= MATERIALS PROVIDED =

╔══

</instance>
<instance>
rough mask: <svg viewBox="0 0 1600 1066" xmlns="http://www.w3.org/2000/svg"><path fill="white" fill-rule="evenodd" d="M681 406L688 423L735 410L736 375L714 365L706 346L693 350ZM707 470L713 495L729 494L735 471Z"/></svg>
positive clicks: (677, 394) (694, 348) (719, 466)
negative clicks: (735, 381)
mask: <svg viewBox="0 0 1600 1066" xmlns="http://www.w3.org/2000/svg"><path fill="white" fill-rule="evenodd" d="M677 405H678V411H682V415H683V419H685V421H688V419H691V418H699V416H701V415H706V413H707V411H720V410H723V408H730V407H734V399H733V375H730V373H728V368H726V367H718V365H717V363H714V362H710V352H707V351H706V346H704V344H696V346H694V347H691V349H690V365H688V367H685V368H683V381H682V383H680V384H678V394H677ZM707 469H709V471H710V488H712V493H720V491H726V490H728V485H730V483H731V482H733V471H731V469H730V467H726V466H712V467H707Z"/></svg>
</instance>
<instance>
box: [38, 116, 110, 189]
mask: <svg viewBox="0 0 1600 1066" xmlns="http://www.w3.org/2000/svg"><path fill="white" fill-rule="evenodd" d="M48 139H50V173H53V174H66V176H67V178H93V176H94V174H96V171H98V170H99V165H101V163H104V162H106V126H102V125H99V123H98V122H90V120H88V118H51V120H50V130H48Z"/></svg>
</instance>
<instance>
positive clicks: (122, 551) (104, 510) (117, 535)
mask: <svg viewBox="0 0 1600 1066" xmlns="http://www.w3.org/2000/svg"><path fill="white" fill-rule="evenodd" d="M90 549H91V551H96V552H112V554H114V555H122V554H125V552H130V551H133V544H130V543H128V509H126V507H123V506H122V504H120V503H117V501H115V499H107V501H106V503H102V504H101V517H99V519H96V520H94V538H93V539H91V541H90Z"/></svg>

╚══

= ABOUT THIS EXERCISE =
All of the data above needs to be retyped exactly, with each line as it stands.

= WRITTEN SOLUTION =
</instance>
<instance>
rough mask: <svg viewBox="0 0 1600 1066" xmlns="http://www.w3.org/2000/svg"><path fill="white" fill-rule="evenodd" d="M681 406L688 423L735 410L736 375L714 365L706 346L693 350ZM707 470L713 495L729 494L735 471Z"/></svg>
positive clicks: (677, 394) (694, 348) (719, 466)
negative clicks: (735, 381)
mask: <svg viewBox="0 0 1600 1066" xmlns="http://www.w3.org/2000/svg"><path fill="white" fill-rule="evenodd" d="M677 405H678V411H682V415H683V419H685V421H688V419H691V418H699V416H701V415H706V413H707V411H720V410H723V408H730V407H734V399H733V375H730V373H728V368H726V367H718V365H717V363H714V362H710V352H707V351H706V346H704V344H696V346H694V347H691V349H690V365H688V367H685V368H683V381H682V383H680V384H678V394H677ZM707 469H709V471H710V488H712V493H720V491H726V490H728V485H730V483H731V482H733V471H731V469H730V467H726V466H712V467H707Z"/></svg>
</instance>
<instance>
box: [38, 116, 110, 189]
mask: <svg viewBox="0 0 1600 1066" xmlns="http://www.w3.org/2000/svg"><path fill="white" fill-rule="evenodd" d="M48 139H50V173H53V174H66V176H67V178H93V176H94V174H96V171H98V170H99V165H101V163H104V162H106V126H102V125H99V123H98V122H90V120H88V118H51V120H50V130H48Z"/></svg>
</instance>
<instance>
positive clicks: (122, 551) (104, 510) (117, 535)
mask: <svg viewBox="0 0 1600 1066" xmlns="http://www.w3.org/2000/svg"><path fill="white" fill-rule="evenodd" d="M90 549H91V551H96V552H112V554H114V555H122V554H125V552H130V551H133V544H130V543H128V509H126V507H123V506H122V504H120V503H117V501H115V499H107V501H106V503H102V504H101V517H99V519H96V520H94V538H93V539H91V541H90Z"/></svg>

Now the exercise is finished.